It’s a Unix System. I know this.

So, where to begin?

We’re in the process of moving and going from a dual income family to a single income family.  Of course, this meant that we needed a new TV.

Even I will admit that the logic there is questionable, but since we had a pretty sizable chunk of savings put aside and had spent much less than I’d expected during the house hunting, a new TV materialized.

The new TV, by the way, is much lighter and will be far easier to move to our new home.  Also, because it has five HDMI inputs, I should be able to drastically reduce the rat’s nest of cabling behind the entertainment center.

On the other hand, when we hooked up our Mac Mini to the thing via a DVI –> HDMI adapter cable, we wound up with two choices for screen display:

Choice 1: a three inch black border on all sides of the Mac screen.

Choice 2: overscan chopping off the menu bar and dock.

Also, the Mini, while a fine machine in general, is one of the first Intel minis, so it has the lousy bluetooth and wireless modules, which made it frustrating at times to use with the Apple-branded KB and mouse we picked up when our Kensington wireless desktop died, AND it was pretty bad as far as contributing to the cable mess.

The solution, arrived at after some hours of thought, was to buckle down and throw money at Chairman Steve’s Hobby Project, which my wife graciously consented to after I picked one off the shelf at the nearby Apple store and walked around the store with it for a half hour whining.

Extracted data entries

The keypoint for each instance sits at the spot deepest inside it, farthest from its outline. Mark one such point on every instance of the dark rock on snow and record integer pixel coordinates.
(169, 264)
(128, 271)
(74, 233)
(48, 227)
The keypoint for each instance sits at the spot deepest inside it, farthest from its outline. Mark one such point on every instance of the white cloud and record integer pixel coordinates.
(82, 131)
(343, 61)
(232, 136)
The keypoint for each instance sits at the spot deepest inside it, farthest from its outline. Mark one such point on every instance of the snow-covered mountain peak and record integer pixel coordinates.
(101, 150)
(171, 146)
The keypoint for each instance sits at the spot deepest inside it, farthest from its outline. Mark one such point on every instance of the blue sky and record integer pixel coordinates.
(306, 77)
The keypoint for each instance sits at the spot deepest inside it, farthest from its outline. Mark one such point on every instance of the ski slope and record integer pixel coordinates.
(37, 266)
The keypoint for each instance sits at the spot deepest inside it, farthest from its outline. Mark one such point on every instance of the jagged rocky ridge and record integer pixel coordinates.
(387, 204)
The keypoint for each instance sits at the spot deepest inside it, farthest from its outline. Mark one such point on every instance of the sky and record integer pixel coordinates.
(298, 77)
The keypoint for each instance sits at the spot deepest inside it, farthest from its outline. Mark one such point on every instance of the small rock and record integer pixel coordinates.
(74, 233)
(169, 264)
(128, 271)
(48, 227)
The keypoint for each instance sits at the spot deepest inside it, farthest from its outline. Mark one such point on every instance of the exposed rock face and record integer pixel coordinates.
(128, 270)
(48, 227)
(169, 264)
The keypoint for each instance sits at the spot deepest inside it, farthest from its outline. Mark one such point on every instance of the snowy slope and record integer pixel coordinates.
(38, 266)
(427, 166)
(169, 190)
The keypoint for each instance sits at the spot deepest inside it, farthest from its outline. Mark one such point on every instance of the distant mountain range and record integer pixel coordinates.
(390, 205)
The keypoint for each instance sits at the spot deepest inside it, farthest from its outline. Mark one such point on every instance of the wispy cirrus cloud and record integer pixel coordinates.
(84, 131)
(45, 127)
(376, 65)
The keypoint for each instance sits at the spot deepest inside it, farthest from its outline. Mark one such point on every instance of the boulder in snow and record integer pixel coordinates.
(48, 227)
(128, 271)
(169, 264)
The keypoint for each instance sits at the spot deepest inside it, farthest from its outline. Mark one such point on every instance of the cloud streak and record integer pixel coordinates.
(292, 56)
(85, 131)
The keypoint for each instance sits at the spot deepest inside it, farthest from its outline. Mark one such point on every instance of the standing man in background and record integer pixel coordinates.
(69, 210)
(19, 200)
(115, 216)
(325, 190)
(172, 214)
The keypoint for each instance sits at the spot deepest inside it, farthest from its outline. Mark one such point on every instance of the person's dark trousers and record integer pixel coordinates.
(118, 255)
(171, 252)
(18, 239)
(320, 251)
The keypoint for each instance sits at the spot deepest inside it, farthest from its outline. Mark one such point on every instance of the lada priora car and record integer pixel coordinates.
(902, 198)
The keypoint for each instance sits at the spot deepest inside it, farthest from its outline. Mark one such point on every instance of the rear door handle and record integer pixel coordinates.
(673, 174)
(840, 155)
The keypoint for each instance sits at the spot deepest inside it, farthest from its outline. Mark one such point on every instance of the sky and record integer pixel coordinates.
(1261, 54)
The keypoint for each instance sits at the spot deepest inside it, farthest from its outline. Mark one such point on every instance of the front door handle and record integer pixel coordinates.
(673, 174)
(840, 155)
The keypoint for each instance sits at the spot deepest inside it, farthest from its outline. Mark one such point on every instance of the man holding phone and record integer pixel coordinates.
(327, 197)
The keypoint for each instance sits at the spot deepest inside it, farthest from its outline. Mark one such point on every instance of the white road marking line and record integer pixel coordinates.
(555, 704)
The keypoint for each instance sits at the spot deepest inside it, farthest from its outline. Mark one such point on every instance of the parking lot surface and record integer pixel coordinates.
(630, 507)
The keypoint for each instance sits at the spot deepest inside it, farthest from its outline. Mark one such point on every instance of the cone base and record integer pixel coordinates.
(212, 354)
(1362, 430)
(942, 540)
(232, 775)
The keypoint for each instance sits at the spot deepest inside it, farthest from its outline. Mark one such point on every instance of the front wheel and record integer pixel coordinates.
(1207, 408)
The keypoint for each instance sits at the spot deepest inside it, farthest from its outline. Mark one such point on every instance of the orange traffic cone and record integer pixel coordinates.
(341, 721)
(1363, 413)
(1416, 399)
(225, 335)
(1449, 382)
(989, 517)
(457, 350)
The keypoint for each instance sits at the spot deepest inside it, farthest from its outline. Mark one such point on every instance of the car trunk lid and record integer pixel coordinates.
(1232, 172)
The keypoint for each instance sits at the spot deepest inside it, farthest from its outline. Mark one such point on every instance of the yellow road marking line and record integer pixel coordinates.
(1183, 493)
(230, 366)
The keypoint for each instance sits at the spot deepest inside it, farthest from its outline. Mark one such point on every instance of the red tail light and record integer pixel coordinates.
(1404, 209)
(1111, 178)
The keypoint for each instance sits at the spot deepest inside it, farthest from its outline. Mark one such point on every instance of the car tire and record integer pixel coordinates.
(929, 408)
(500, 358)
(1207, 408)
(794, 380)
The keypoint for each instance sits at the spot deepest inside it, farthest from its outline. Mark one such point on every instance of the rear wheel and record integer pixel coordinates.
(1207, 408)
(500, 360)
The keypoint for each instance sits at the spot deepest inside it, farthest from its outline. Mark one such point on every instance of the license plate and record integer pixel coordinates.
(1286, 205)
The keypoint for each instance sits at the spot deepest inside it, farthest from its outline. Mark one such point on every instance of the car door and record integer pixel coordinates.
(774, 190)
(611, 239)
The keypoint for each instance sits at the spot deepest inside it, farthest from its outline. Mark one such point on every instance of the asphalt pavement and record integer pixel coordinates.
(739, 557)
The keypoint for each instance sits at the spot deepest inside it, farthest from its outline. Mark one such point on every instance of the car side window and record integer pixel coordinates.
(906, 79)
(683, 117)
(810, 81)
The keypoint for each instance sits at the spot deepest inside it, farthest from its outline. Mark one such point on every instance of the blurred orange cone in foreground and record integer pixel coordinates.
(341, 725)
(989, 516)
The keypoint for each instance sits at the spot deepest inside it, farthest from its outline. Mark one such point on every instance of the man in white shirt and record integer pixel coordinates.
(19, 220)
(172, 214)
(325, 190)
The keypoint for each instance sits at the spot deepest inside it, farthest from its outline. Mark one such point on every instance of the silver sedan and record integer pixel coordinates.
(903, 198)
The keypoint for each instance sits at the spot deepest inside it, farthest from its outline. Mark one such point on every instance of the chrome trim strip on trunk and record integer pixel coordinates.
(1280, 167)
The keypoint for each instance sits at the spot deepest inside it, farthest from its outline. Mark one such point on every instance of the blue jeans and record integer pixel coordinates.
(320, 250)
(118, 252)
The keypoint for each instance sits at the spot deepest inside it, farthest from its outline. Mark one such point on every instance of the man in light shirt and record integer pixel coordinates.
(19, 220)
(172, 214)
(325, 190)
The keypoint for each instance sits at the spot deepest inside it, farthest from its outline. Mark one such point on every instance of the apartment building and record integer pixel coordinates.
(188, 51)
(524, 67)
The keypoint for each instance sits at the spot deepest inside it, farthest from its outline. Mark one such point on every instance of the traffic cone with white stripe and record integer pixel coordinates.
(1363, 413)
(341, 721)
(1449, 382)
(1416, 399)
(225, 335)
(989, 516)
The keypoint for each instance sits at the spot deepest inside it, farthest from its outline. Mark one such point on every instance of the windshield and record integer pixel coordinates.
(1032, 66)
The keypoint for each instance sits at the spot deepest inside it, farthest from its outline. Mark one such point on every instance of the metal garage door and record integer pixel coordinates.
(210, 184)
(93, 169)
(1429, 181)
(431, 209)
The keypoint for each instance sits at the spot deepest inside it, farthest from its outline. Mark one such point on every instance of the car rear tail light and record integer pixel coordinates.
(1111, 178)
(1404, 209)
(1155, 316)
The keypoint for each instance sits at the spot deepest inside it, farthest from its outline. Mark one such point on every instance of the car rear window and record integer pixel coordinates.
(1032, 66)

> WORK TO DO
1. Reproduce the passage of the post about the new TV from "Even I will" to "new TV materialized.".
2. Answer these questions using the post about the new TV:
(a) How many HDMI inputs does the new TV have?
(b) What kind of cable was used to connect the Mac Mini to the TV?
(c) For how long did the writer walk around the Apple store with the item picked off the shelf?
3. Resume the post about the new TV, picking up after its final sentence.

> ANSWERS
1.
Even I will admit that the logic there is questionable, but since we had a pretty sizable chunk of savings put aside and had spent much less than I’d expected during the house hunting, a new TV materialized.

2.
(a) Five.
(b) A DVI –> HDMI adapter cable.
(c) A half hour.

3.
I believe her words were along the lines of “Look, just buy the thing and stop trying to convince me you have rational justification for it”, but I’m not quoting her exactly.

So now we have a 40GB AppleTV hooked up to the TV, our iTunes content looks dreadfully nice, there are fewer cables AND I’m learning far more than any sane human would ever want to know about converting mkv files to something the AppleTV can play.

And we had a Mac Mini that suddenly needed a role to play, because hardware needs purpose.

MacDesktop

For the record: Thunderbird and Firefox are dead simple to move over from Windows to Mac.  I’m very glad that I wasn’t tied to, say, Outlook.

I’ve had more hassles with the iTunes library, because I was trying to merge it with the library that existed on the Mac already and this meant putting it in /Users/Shared, and I have had more godawful permissions issues in the last two days than I ever hope to see again, but right now it looks like all my iTunes – US Store AND Japanese Store – and non-iTunes content are happily on the Mac and therefore on the AppleTV.

I am, however, torn between the simple joy that comes from being able to pop open a terminal session and chmod the frak out of folders until they behave and the deep conviction that NEEDING to drop into terminal and chmod the frak out of things is Just Plain Wrong.

Now, I still do have an awfully nice gaming PC at my disposal, and my plan is to use it to watch Blu-Ray movies and play the hell out of the wide assortment of games available for the platform, with the Mac being used more for schoolwork and kept largely game-free.  The disadvantage here is that if I’m booted into Windows, I’m not going to be able to pretend that I’m doing homework when I’m really slacking.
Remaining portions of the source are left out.